I want to get rid of the anger I have inside, but everything I have ever tried never works for very long. I read Be Here Now when it first came out, and every book Ram Dass wrote in addition to many other teachers. Mr. Tolle’s works are very important, yet extremely heavy reading for me.

Do you have any thoughts you could share with me?


Debby



*****


Dear Debby,

Thank you so much for sharing your story and your question with us.

We all have some part that we manage to keep beneath the surface that sometimes just comes out, like it or not.

There are few situations that bring it out of me like hanging out with my family. It's such a trip to see. And that's what we're going to talk about here: seeing. That is, watching without judgment.

The way you describe your parents is familiar. So few parents were given workable road maps for parenting. Our parents surely stumbled - and continue to stumble - through the process and the role playing as most of us stumble through most of our intimate relationships: driven by righteousness, thoughts, emotions, and social constructs; unconscious, and with a weight from our minds telling us that either they or we should be somehow other than how we are.

My family scares me; they are such mirrors for me. When I'm with them my general laissez-faire attitude goes right out the window, and I just become one big ball of resistance. I wouldn't even know I was resisting if I couldn't feel it in my body. And Debby, I know you are acutely aware of your body, so you can notice the tensing of resistance right away. I tighten up because there's some other way that I want my people to be (even if I have no conscious vision of what any other way would be). Then there's the way I think I should be being, too. Then I need a chair massage.

We can't control our family members, nor can we rationalize our way out of feeling discomfort, resentment, sadness, fear or anger. And I'm quite certain that our parents had their version of this with their parents - not to mention with us, too - and that they feel badly - combined with justified - about their feelings. We all have this in common.

The good news is, nobody's doing anything wrong.

And, in fact, nothing needs to change. There is one small shift that we can make, not in action, but in observation, that can make a huge difference and can breathe space, freedom and movement into these situations that just seem like failures.

I watched myself go through it with my mom the other day. We were driving in the car, and she asked me a question that just flipped my automatic switch. Rather than being that comforting space of presence my boyfriend encouraged me to be (easy for him to say, he's in New Zealand, not in Ohio), I was just my mom's kid, offensive and offending as ever. Even as I write this, I smile. It's been such a mirror and such a lesson in just watching the waves of humanness.

Records excerpted from a collection:
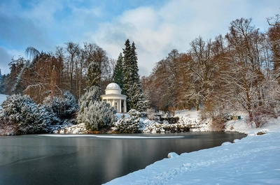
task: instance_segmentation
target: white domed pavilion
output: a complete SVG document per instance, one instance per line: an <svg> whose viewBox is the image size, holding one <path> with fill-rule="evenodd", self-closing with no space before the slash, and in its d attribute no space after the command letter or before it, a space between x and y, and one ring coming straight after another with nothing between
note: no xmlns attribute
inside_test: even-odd
<svg viewBox="0 0 280 185"><path fill-rule="evenodd" d="M118 112L127 112L127 96L122 94L122 89L116 83L111 83L105 89L105 94L102 95L102 101L106 101L114 107Z"/></svg>

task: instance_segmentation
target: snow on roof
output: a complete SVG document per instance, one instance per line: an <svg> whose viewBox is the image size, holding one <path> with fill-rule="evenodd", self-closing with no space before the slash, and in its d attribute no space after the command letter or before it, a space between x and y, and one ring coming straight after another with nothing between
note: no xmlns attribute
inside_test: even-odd
<svg viewBox="0 0 280 185"><path fill-rule="evenodd" d="M118 84L117 84L116 83L111 83L108 84L107 85L107 87L106 87L106 89L120 89L120 87Z"/></svg>

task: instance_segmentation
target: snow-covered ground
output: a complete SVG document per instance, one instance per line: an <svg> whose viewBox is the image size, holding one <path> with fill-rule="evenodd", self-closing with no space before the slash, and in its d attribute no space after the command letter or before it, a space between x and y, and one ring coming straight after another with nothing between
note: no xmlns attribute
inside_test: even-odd
<svg viewBox="0 0 280 185"><path fill-rule="evenodd" d="M2 109L2 108L1 107L1 104L2 104L3 101L6 100L6 95L0 94L0 109Z"/></svg>
<svg viewBox="0 0 280 185"><path fill-rule="evenodd" d="M196 114L176 112L195 119ZM170 158L106 184L280 184L280 119L258 129L247 126L244 119L232 120L226 130L248 136L211 149L171 154Z"/></svg>

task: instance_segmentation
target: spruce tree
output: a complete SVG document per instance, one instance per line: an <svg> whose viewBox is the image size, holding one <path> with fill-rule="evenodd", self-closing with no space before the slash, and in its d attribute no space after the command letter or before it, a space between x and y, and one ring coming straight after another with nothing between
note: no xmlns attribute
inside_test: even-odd
<svg viewBox="0 0 280 185"><path fill-rule="evenodd" d="M144 112L148 108L148 102L145 101L143 88L138 74L137 53L135 44L130 45L127 39L125 42L125 49L123 50L124 60L124 91L127 96L127 110L136 109Z"/></svg>
<svg viewBox="0 0 280 185"><path fill-rule="evenodd" d="M131 65L130 65L130 57L131 57L131 47L130 40L125 41L125 48L123 49L123 71L124 71L124 88L122 89L122 94L128 96L128 89L130 89L130 84L131 83ZM129 99L127 99L127 106L129 105ZM130 109L129 107L127 107Z"/></svg>
<svg viewBox="0 0 280 185"><path fill-rule="evenodd" d="M120 89L123 90L125 74L123 71L123 57L122 53L120 53L115 65L114 73L113 74L113 82L118 84ZM123 93L122 93L123 94Z"/></svg>
<svg viewBox="0 0 280 185"><path fill-rule="evenodd" d="M87 89L96 86L100 88L101 66L94 61L91 61L89 64L87 73Z"/></svg>

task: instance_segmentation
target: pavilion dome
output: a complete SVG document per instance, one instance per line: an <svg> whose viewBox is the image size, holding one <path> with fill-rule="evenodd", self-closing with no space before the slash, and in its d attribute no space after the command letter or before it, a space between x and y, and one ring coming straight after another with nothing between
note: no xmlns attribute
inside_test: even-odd
<svg viewBox="0 0 280 185"><path fill-rule="evenodd" d="M120 89L120 86L119 86L118 84L117 84L116 83L111 83L111 84L108 84L107 85L107 87L106 87L106 89Z"/></svg>
<svg viewBox="0 0 280 185"><path fill-rule="evenodd" d="M116 83L111 83L107 85L105 89L106 94L121 94L122 89Z"/></svg>

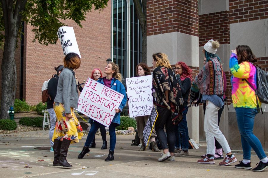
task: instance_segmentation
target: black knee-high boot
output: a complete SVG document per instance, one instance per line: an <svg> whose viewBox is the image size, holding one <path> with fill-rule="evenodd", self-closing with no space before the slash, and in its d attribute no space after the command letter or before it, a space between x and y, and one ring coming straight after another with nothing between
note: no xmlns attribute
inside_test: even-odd
<svg viewBox="0 0 268 178"><path fill-rule="evenodd" d="M54 150L54 160L53 161L53 166L57 166L60 165L58 163L60 160L60 147L61 146L62 141L56 139L54 140L53 145L53 149Z"/></svg>
<svg viewBox="0 0 268 178"><path fill-rule="evenodd" d="M68 140L63 139L61 142L61 146L60 147L60 161L59 164L64 167L70 168L72 165L67 162L66 157L68 152L68 149L70 146L71 140Z"/></svg>

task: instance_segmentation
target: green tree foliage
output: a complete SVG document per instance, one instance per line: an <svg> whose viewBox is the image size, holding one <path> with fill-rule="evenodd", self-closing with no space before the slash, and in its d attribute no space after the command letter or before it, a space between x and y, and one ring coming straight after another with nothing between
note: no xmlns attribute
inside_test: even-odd
<svg viewBox="0 0 268 178"><path fill-rule="evenodd" d="M13 106L17 74L15 50L20 36L21 22L32 26L34 41L47 45L55 44L60 27L67 26L65 20L81 22L92 10L101 11L108 0L0 0L0 48L3 49L2 96L0 119L7 116L6 111Z"/></svg>

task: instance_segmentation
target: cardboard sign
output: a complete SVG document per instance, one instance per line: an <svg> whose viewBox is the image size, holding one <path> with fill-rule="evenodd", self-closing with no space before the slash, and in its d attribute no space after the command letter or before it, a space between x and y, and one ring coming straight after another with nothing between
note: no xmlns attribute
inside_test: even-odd
<svg viewBox="0 0 268 178"><path fill-rule="evenodd" d="M143 139L144 143L146 147L148 145L149 140L151 137L152 132L154 129L155 121L158 117L158 113L156 110L156 107L154 106L153 107L151 114L149 116L149 118L146 123L146 125L143 130Z"/></svg>
<svg viewBox="0 0 268 178"><path fill-rule="evenodd" d="M152 96L152 78L147 75L126 79L131 117L149 115L153 107Z"/></svg>
<svg viewBox="0 0 268 178"><path fill-rule="evenodd" d="M64 26L60 27L58 30L57 34L60 41L65 56L68 53L74 52L77 54L80 58L81 58L74 28L72 27Z"/></svg>
<svg viewBox="0 0 268 178"><path fill-rule="evenodd" d="M119 107L124 96L88 78L78 99L77 110L108 127L116 114L114 109Z"/></svg>

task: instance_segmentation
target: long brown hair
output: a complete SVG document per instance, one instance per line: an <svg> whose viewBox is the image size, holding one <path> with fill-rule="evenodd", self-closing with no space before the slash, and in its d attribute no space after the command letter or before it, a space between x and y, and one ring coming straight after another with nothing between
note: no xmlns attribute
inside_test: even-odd
<svg viewBox="0 0 268 178"><path fill-rule="evenodd" d="M257 58L248 46L239 45L236 47L236 49L239 64L247 61L253 63L255 65L258 65Z"/></svg>

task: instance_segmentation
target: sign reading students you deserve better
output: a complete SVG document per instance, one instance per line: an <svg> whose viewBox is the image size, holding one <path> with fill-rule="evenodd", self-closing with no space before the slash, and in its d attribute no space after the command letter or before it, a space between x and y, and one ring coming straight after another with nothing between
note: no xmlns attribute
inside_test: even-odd
<svg viewBox="0 0 268 178"><path fill-rule="evenodd" d="M88 78L78 99L77 110L109 127L124 95Z"/></svg>
<svg viewBox="0 0 268 178"><path fill-rule="evenodd" d="M152 76L127 78L126 81L130 116L149 115L153 107Z"/></svg>
<svg viewBox="0 0 268 178"><path fill-rule="evenodd" d="M149 116L149 118L148 119L146 123L146 125L145 125L144 129L143 130L143 139L144 143L146 147L148 145L152 132L154 129L155 121L158 117L158 113L156 110L156 107L154 105L152 109L152 110L151 114Z"/></svg>
<svg viewBox="0 0 268 178"><path fill-rule="evenodd" d="M76 41L74 28L72 26L62 26L57 33L60 41L64 56L70 52L77 54L81 58L80 52Z"/></svg>

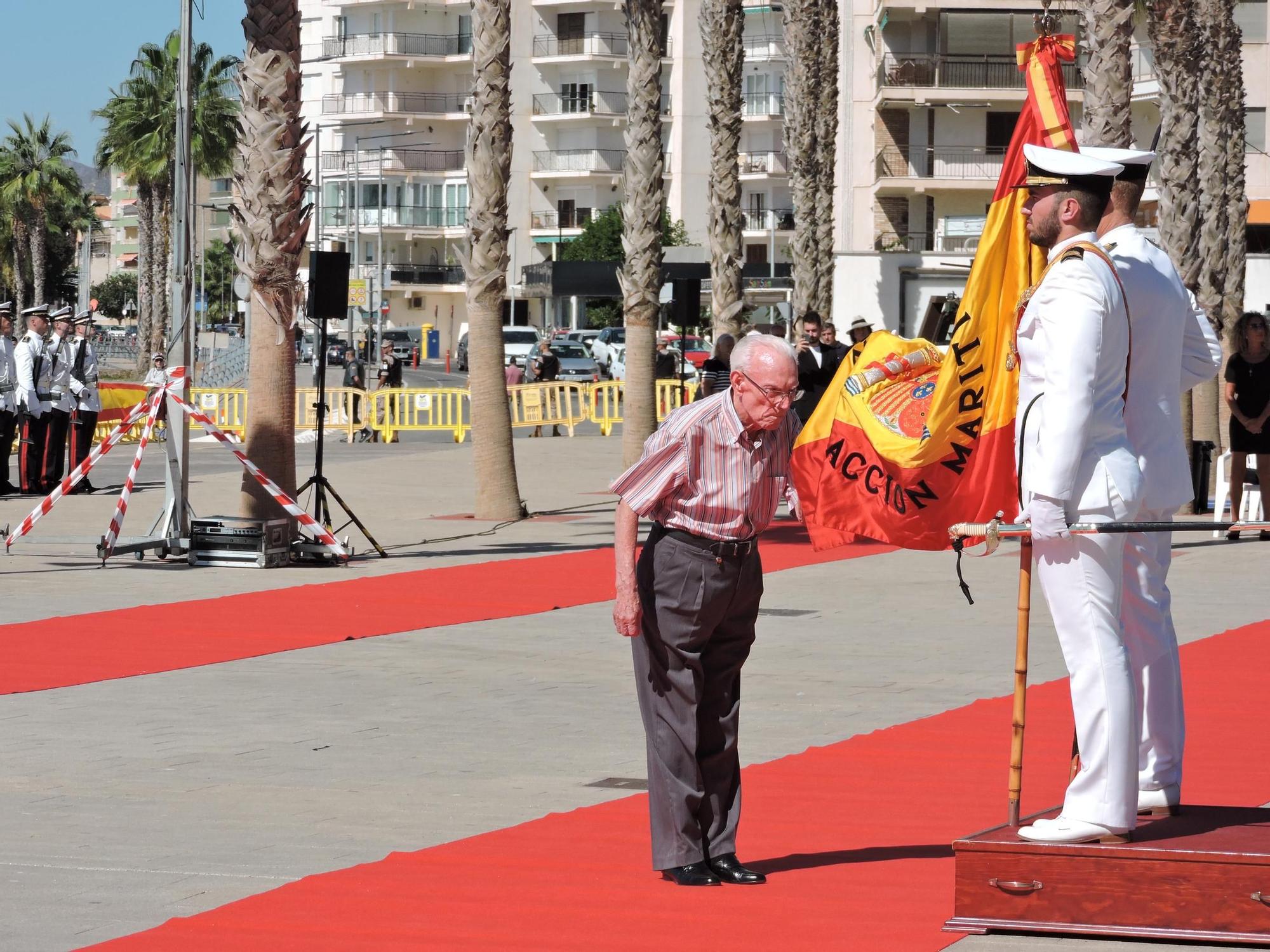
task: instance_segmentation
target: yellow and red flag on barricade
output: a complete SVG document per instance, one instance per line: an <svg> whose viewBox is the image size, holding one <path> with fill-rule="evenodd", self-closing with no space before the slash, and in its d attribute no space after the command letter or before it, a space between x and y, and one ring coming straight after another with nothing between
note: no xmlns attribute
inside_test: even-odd
<svg viewBox="0 0 1270 952"><path fill-rule="evenodd" d="M888 331L857 344L794 448L812 543L856 536L946 548L947 527L1017 512L1013 354L1019 300L1045 256L1027 240L1024 145L1076 149L1062 62L1071 36L1017 48L1027 99L1010 141L947 352Z"/></svg>

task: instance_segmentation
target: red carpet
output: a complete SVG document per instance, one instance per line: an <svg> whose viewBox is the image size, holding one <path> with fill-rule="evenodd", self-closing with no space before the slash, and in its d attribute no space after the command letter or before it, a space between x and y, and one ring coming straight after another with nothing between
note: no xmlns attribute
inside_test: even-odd
<svg viewBox="0 0 1270 952"><path fill-rule="evenodd" d="M1182 658L1187 800L1270 800L1270 758L1248 755L1261 743L1248 725L1270 717L1270 623ZM1062 798L1066 682L1033 689L1027 713L1025 812ZM740 850L772 873L762 887L655 878L638 796L311 876L99 948L939 949L958 938L940 932L949 844L1005 820L1008 746L997 698L748 768Z"/></svg>
<svg viewBox="0 0 1270 952"><path fill-rule="evenodd" d="M780 571L890 551L864 542L813 552L806 532L784 523L763 536L762 557L767 571ZM536 614L612 597L613 552L592 548L4 625L0 694Z"/></svg>

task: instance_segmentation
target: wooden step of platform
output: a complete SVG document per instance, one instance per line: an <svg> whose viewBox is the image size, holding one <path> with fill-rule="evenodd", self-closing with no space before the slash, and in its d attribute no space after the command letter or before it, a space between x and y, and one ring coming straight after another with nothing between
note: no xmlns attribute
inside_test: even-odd
<svg viewBox="0 0 1270 952"><path fill-rule="evenodd" d="M1057 816L1058 807L1036 814ZM1139 817L1120 845L1027 843L996 826L952 844L946 932L1085 935L1270 946L1270 810L1184 806Z"/></svg>

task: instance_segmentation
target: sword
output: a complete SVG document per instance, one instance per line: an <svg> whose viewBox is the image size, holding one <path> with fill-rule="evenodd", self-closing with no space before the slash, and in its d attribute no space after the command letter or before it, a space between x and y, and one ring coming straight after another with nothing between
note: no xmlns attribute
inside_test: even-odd
<svg viewBox="0 0 1270 952"><path fill-rule="evenodd" d="M949 527L949 538L958 551L966 539L982 538L986 543L983 555L997 550L1003 538L1022 538L1031 536L1027 523L1003 523L1003 513L997 513L988 522L959 522ZM1073 536L1124 534L1129 532L1267 532L1270 520L1247 519L1236 522L1073 522L1067 531Z"/></svg>

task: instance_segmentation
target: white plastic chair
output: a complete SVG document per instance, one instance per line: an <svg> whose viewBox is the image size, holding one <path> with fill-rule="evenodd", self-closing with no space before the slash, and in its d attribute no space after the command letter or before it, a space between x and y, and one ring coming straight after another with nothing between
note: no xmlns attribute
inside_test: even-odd
<svg viewBox="0 0 1270 952"><path fill-rule="evenodd" d="M1248 467L1246 472L1256 472L1257 457L1248 453ZM1231 451L1222 453L1217 461L1217 494L1213 504L1213 522L1223 522L1226 508L1231 504ZM1255 482L1243 484L1243 499L1240 500L1240 512L1231 513L1231 522L1264 519L1261 509L1261 486ZM1220 532L1214 532L1213 538L1220 538Z"/></svg>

Explore the material –
**A.** Translate this sentence from the advice column into Spanish: "The good news is, nobody's doing anything wrong."
**B.** Repeat the passage of the advice column between "Thank you so" and "like it or not.", inclusive.

Numbered answers –
**A.** La buena noticia es que nadie está haciendo nada mal.

**B.**
Thank you so much for sharing your story and your question with us.

We all have some part that we manage to keep beneath the surface that sometimes just comes out, like it or not.